--- Start MATERIAL SUPPLIED ---
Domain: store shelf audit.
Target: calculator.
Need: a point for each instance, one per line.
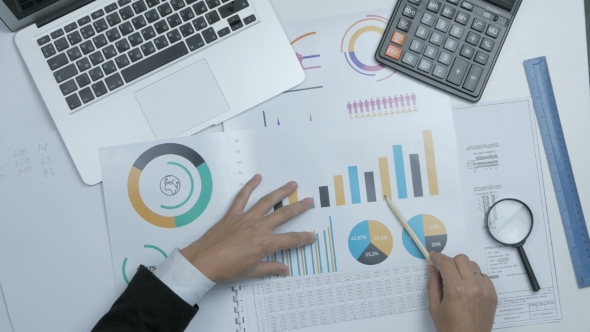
(450, 44)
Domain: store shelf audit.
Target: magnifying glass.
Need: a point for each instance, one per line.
(510, 222)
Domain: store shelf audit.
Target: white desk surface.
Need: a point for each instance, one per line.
(540, 29)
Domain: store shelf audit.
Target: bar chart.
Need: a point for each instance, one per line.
(316, 258)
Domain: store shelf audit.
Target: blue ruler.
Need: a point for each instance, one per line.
(560, 166)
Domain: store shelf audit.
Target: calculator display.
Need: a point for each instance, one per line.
(504, 4)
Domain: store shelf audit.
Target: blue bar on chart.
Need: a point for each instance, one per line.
(416, 175)
(355, 191)
(370, 187)
(400, 172)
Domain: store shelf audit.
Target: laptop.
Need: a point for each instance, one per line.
(115, 72)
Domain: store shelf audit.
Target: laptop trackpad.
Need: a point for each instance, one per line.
(182, 100)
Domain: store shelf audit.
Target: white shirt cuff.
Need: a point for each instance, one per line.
(183, 278)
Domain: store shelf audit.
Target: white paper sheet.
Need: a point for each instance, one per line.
(53, 239)
(499, 158)
(343, 79)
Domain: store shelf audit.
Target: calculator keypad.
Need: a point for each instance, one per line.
(445, 41)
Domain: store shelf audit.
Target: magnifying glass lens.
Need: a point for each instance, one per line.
(510, 222)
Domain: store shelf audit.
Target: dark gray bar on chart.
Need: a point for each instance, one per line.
(324, 197)
(370, 184)
(416, 176)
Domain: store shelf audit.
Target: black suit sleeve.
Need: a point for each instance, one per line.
(147, 305)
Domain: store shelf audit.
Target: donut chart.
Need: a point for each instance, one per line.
(192, 161)
(431, 232)
(370, 242)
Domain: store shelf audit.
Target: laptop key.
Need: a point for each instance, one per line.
(86, 95)
(43, 40)
(109, 67)
(186, 30)
(139, 6)
(154, 62)
(100, 25)
(48, 50)
(87, 31)
(138, 22)
(212, 17)
(148, 33)
(83, 80)
(109, 51)
(152, 16)
(200, 8)
(83, 64)
(187, 14)
(200, 23)
(135, 39)
(57, 33)
(99, 89)
(223, 32)
(74, 53)
(250, 19)
(114, 81)
(61, 44)
(97, 14)
(96, 58)
(195, 42)
(148, 48)
(161, 42)
(113, 19)
(87, 47)
(126, 13)
(70, 27)
(126, 28)
(113, 34)
(177, 4)
(161, 26)
(73, 102)
(110, 7)
(57, 61)
(100, 41)
(135, 55)
(122, 61)
(209, 35)
(65, 73)
(173, 36)
(122, 46)
(95, 74)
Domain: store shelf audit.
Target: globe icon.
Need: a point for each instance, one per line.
(170, 185)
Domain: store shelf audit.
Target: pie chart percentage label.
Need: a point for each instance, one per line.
(370, 242)
(431, 232)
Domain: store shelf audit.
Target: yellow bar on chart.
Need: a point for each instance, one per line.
(339, 188)
(430, 162)
(385, 181)
(293, 198)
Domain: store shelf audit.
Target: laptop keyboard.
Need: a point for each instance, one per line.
(124, 41)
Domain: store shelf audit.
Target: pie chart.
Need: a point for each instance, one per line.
(431, 232)
(370, 242)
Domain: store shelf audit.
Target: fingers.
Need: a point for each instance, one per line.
(464, 266)
(267, 202)
(446, 265)
(265, 269)
(435, 290)
(243, 196)
(287, 213)
(292, 240)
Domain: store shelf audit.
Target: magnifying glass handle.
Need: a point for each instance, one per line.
(529, 269)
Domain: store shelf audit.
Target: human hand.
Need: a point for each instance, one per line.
(235, 246)
(462, 299)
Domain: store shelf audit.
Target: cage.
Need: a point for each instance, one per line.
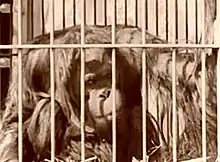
(179, 78)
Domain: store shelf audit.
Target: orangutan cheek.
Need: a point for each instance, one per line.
(101, 109)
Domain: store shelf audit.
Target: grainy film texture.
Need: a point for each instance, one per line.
(109, 80)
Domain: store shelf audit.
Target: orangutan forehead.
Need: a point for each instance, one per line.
(95, 54)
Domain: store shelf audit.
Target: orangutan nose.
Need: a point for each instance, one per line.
(105, 94)
(87, 96)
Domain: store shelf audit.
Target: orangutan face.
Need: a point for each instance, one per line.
(98, 91)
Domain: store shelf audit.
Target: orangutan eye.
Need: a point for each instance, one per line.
(90, 78)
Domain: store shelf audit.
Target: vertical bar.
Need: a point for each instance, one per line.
(146, 18)
(82, 83)
(105, 16)
(64, 15)
(157, 18)
(52, 83)
(126, 12)
(187, 34)
(196, 20)
(144, 83)
(20, 144)
(174, 111)
(114, 81)
(95, 21)
(167, 32)
(176, 10)
(74, 12)
(217, 40)
(136, 13)
(203, 78)
(42, 17)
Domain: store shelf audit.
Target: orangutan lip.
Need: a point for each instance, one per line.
(102, 109)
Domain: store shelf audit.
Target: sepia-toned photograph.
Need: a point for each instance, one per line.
(109, 80)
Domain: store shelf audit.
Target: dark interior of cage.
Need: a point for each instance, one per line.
(165, 21)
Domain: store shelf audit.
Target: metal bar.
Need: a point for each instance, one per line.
(203, 78)
(166, 21)
(187, 32)
(105, 16)
(217, 41)
(82, 81)
(196, 20)
(20, 138)
(174, 110)
(95, 12)
(144, 83)
(176, 16)
(136, 13)
(157, 18)
(146, 18)
(35, 46)
(42, 17)
(126, 12)
(52, 83)
(74, 12)
(113, 29)
(64, 15)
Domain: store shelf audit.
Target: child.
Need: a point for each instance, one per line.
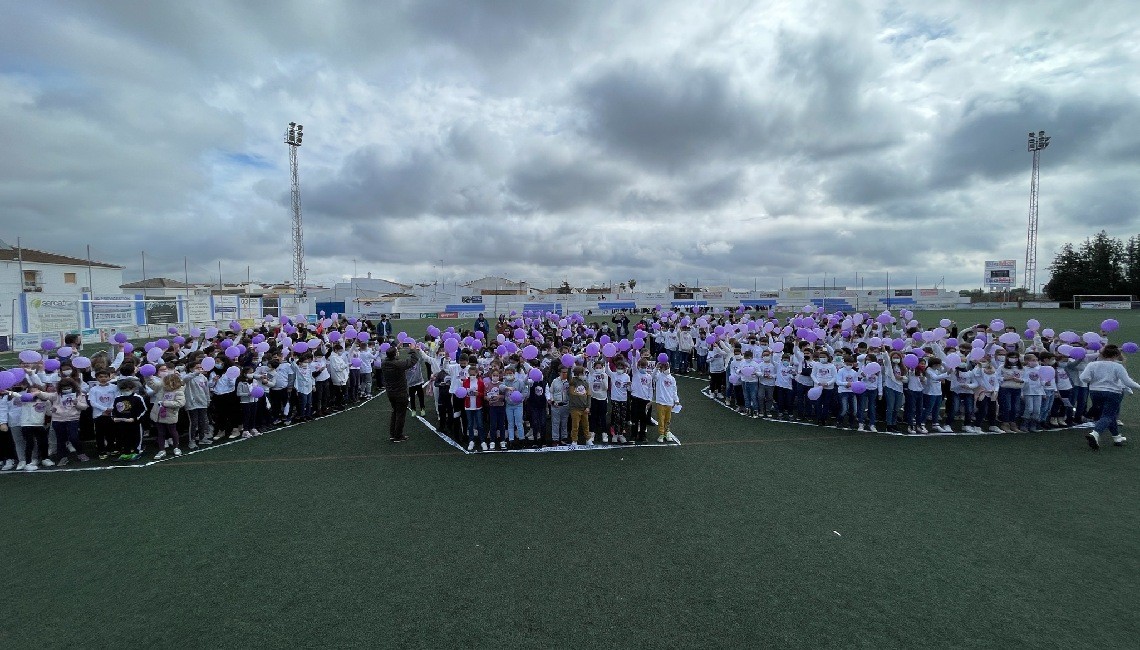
(665, 400)
(244, 389)
(127, 413)
(579, 407)
(641, 395)
(473, 409)
(985, 397)
(496, 405)
(619, 404)
(823, 375)
(514, 380)
(767, 384)
(848, 401)
(558, 395)
(102, 397)
(66, 407)
(196, 391)
(169, 398)
(599, 392)
(1033, 392)
(868, 400)
(535, 408)
(749, 373)
(303, 384)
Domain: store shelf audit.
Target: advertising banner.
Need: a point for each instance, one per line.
(112, 311)
(51, 313)
(197, 309)
(1000, 273)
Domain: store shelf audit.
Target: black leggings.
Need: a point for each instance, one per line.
--- End MATERIAL SUPPLIED ---
### REQUIRED TASK
Write out every line above exactly as it is, leaving out the pictures.

### RESULT FOR THIS TASK
Domain: store shelf audit.
Target: calculator.
Need: a point for each instance, one per line.
(450, 44)
Domain: store shelf audit.
Target: magnifying glass.
Need: a point for each instance, one per line.
(510, 222)
Domain: store shelf audit.
Target: white desk surface.
Need: a point for each instance, one per line.
(540, 29)
Domain: store shelf audit.
Target: bar chart.
Need: a point for each instance, one per line.
(316, 258)
Domain: store shelf audit.
Target: blue ruler.
Need: a point for each instance, one per line.
(560, 166)
Domain: store shelf audit.
Target: calculator display.
Need: a point for each instance, one per line.
(504, 4)
Domain: store shelf audit.
Target: blue bar on chart.
Need: a point for each instance, one per line.
(416, 175)
(355, 191)
(370, 187)
(400, 172)
Domain: store shelf audit.
Target: laptop.
Need: a point for each instance, one per line.
(115, 72)
Domain: store shelf audit.
Target: laptop trackpad.
Need: a point for each instance, one per line.
(182, 100)
Domain: store shelf audit.
Target: white shirt cuff.
Need: a point for each instance, one per line.
(183, 278)
Domain: store shelf audit.
Target: white paper sheet.
Need: a point for each instance, one per line.
(53, 239)
(499, 158)
(343, 79)
Domain: store shelf audit.
Target: calculator keypad.
Need: a point for each instance, one per line.
(445, 41)
Domain: store shelf audit.
Target: magnifying glass lens.
Need: a point for each instance, one per line.
(510, 222)
Domain: store shelf audit.
Target: dark gray bar on chart.
Need: a point for each instance, one per line.
(324, 197)
(370, 184)
(416, 176)
Domain: store shelf audit.
Target: black suit sleeve.
Need: a point for each instance, one per line.
(147, 305)
Domain: store shelf audit.
Target: donut chart.
Need: a point for each instance, one per line.
(192, 161)
(431, 232)
(370, 242)
Domain: store shelf audit.
Target: laptop key.
Need: a point for each instance, one per line.
(86, 95)
(43, 40)
(109, 67)
(186, 30)
(139, 6)
(154, 62)
(100, 25)
(48, 50)
(87, 31)
(138, 22)
(212, 17)
(148, 33)
(83, 80)
(109, 51)
(152, 16)
(200, 8)
(83, 64)
(187, 14)
(200, 23)
(135, 39)
(57, 33)
(99, 89)
(223, 32)
(74, 53)
(250, 19)
(114, 81)
(61, 44)
(97, 14)
(96, 58)
(195, 42)
(148, 48)
(161, 42)
(113, 19)
(87, 47)
(126, 13)
(70, 27)
(126, 28)
(113, 34)
(177, 4)
(161, 26)
(73, 102)
(110, 7)
(57, 61)
(100, 41)
(135, 55)
(122, 61)
(209, 35)
(65, 73)
(173, 36)
(122, 46)
(95, 74)
Domain: store shelf audit.
Target: globe icon.
Need: a point for each instance, one per line.
(170, 185)
Domain: store shelf audit.
Target: pie chart percentage label.
Need: a point for each instance, one per line.
(370, 242)
(431, 232)
Domain: store shelf audit.
Target: yellow bar on chart.
Need: a point for each instance, one per line.
(339, 188)
(430, 162)
(385, 181)
(293, 198)
Domain: store shelf audit.
Target: laptop keyboard.
Need: a point for each instance, one per line.
(124, 41)
Domain: store shelf audit.
Target: pie chart.
Need: a point for each instance, one per line.
(431, 232)
(370, 242)
Domain: store shelf audit.
Target: fingers.
Need: a point for each instance, one per line.
(464, 266)
(267, 202)
(446, 265)
(265, 269)
(435, 290)
(243, 196)
(287, 213)
(292, 240)
Domain: store shelf audit.
Target: magnifying glass handle.
Need: a point for each instance, one per line.
(529, 269)
Domain: store shelf audit.
Target: human hand.
Need: a point for each instance, one per line.
(235, 246)
(462, 299)
Domain: store shelf audit.
Target: cage.
Need: a point for each instance, one per line.
(179, 78)
Domain: store shelf audit.
Target: orangutan cheek.
Need: a point for each instance, one per line.
(101, 109)
Domain: store shelf audit.
Target: grainy film texture.
Need: a point for each instance, one per line.
(109, 80)
Domain: store shelf audit.
Target: orangutan forehead.
Need: a point for each instance, one per line.
(95, 54)
Domain: store shelf audit.
Target: orangutan nose.
Need: a point for each instance, one per line.
(105, 94)
(87, 96)
Domain: store shelf audit.
Target: orangutan face.
Need: a point for each instance, one per line.
(98, 91)
Domain: store shelf audit.
Target: orangutan eye.
Need: a point for each instance, one per line.
(90, 78)
Domain: store shelf audit.
Target: vertical bar.
Need: a point for each instance, one per line.
(146, 18)
(82, 83)
(105, 16)
(64, 15)
(157, 18)
(52, 83)
(126, 12)
(187, 34)
(196, 20)
(144, 83)
(20, 144)
(174, 111)
(114, 81)
(95, 21)
(167, 32)
(176, 10)
(74, 12)
(217, 40)
(136, 13)
(203, 78)
(42, 17)
Domain: store shelf audit.
Target: orangutan lip.
Need: a point for each instance, one per line.
(102, 109)
Domain: store shelf audit.
Target: sepia-toned photograph.
Need: a point for each instance, one per line.
(109, 80)
Domain: store shelf audit.
Target: dark interior of cage.
Need: a point for each instance, one per line.
(165, 21)
Domain: store shelf audit.
Target: metal bar.
Need: a point for each instance, one per line.
(203, 78)
(166, 21)
(187, 32)
(105, 16)
(217, 41)
(82, 81)
(196, 20)
(20, 138)
(174, 110)
(95, 12)
(144, 83)
(176, 16)
(136, 13)
(157, 18)
(146, 18)
(35, 46)
(42, 17)
(126, 12)
(52, 83)
(74, 12)
(113, 29)
(64, 15)
Domain: store shelf audit.
Target: child.
Need: a point for each instance, one per line.
(665, 400)
(244, 389)
(127, 413)
(579, 407)
(641, 395)
(473, 409)
(985, 397)
(496, 405)
(619, 404)
(823, 375)
(514, 380)
(767, 384)
(848, 401)
(558, 395)
(102, 397)
(66, 407)
(196, 391)
(169, 398)
(599, 392)
(1033, 392)
(868, 400)
(535, 408)
(749, 373)
(303, 384)
Domain: store shelf audit.
Target: advertising banner.
Need: a point for each instance, one per line.
(112, 311)
(51, 313)
(197, 309)
(1000, 273)
Domain: store shelf audit.
Target: black leggings.
Need: a point for each instance, one per line.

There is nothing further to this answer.